Obiettivo del compito>
Puoi riprendere il testo su UBS e la cessione di titoli a BlackRock, proseguendo subito dopo l'ultima frase?

Testo fornito>

L’annuncio choc proveniente dal colosso svizzero UBS non è ancora stato digerito dagli operatori, ancora increduli sulle dimensioni dello stock di titoli della finanza strutturata che ancora si intravede dopo le mega svalutazioni a ripetizione effettuate nei trimestri precedenti ed in quello appena reso noto, ma ancora di più per il maxi deal con il gestore BlackRock Inc. per un controvalore di 15 miliardi di dollari, a fronte di un valore facciale dei titoli ceduti pari a 22 miliardi di dollari, valori che sommati assieme rendono molto lontana dal vero la stima che attribuiva alla banca extracomunitaria una massa iniziale di titoli problematici nell’ordine di 80 miliardi di dollari circa, anche perché a questo livello ci siamo ormai già giunti senza che si intraveda la fine del tunnel.

Elenco delle righe>
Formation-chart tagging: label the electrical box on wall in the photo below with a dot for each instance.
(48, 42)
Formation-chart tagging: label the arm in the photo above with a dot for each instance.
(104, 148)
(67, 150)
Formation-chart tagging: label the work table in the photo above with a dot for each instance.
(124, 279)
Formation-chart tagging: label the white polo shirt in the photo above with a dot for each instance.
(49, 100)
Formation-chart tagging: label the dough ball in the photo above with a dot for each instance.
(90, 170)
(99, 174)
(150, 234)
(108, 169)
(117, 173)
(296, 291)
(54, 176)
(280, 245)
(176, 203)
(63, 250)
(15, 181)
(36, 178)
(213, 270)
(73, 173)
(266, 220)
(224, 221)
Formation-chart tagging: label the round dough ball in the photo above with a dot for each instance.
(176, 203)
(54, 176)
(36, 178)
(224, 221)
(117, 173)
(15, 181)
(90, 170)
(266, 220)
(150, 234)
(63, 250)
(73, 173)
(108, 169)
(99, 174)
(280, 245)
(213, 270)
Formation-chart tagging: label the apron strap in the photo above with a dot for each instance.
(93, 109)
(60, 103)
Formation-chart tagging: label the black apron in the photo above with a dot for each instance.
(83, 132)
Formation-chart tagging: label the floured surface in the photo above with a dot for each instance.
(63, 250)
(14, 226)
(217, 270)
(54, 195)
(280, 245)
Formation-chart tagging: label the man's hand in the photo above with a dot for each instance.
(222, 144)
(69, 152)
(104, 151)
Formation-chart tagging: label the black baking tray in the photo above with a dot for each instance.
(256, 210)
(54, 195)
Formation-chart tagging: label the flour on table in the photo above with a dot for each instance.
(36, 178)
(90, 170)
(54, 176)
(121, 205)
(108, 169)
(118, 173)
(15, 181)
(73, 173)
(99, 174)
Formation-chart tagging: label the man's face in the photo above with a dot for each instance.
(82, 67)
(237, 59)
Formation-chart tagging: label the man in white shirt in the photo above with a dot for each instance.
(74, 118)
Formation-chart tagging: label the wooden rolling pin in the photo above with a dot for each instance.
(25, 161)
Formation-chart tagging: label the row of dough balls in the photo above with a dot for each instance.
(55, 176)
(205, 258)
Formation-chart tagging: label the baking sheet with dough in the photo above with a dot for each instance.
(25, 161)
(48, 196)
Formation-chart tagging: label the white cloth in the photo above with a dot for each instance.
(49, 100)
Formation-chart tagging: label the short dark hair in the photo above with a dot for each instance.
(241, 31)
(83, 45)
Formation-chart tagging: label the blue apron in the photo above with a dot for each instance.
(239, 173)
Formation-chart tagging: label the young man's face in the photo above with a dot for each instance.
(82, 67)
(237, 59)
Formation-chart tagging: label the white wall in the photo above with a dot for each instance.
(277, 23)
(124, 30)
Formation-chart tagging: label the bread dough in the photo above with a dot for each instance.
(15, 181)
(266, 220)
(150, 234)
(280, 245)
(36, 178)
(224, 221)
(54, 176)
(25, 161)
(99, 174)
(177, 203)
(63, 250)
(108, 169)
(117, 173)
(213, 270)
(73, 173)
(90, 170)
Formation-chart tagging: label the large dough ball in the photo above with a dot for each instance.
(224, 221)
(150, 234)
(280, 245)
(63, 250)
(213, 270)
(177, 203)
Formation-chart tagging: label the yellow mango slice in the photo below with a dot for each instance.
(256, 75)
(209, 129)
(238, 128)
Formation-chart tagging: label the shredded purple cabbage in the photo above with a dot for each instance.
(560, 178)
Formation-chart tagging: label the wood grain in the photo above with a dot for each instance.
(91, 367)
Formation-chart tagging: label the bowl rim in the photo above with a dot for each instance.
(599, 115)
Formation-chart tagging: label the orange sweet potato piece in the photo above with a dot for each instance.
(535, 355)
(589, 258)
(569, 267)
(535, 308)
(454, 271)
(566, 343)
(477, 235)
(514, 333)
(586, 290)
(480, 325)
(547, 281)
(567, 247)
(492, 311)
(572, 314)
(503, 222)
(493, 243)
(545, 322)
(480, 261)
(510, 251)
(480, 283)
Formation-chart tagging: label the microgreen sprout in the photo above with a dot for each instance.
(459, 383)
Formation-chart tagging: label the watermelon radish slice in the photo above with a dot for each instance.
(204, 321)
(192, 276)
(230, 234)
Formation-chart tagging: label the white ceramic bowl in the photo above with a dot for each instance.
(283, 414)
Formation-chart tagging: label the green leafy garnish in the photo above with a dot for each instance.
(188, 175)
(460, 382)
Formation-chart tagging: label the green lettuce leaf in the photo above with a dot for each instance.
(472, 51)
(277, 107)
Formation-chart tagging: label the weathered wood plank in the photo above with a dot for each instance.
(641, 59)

Risposta qui sotto>
Poiché continua ad essere vero che una banca, grande o piccola, globale o locale, non è rappresentata soltanto dalle sue passività ed attività, ma trae una parte rilevante del suo valore dal capitale umano, spesso frutto di accorte politiche di recruitment, di sviluppo professionale, di formazione specialistica, di esperienze lavorative mirate ad incarichi via, via più impegnativi, un insieme, cioè, di valori umani e professionali che rischiano di essere spazzati via dalle logiche di downsizing e dagli esperti di cost cutting che non guardano in faccia a nessuno e rischiano di distruggere in pochi mesi un qualcosa che è stato spesso realizzato in decenni di paziente lavoro da parte degli esperti interni ed esterni in gestione delle human resources (HR come amano dire i consulenti pagati in oro ad un tanto al chilo).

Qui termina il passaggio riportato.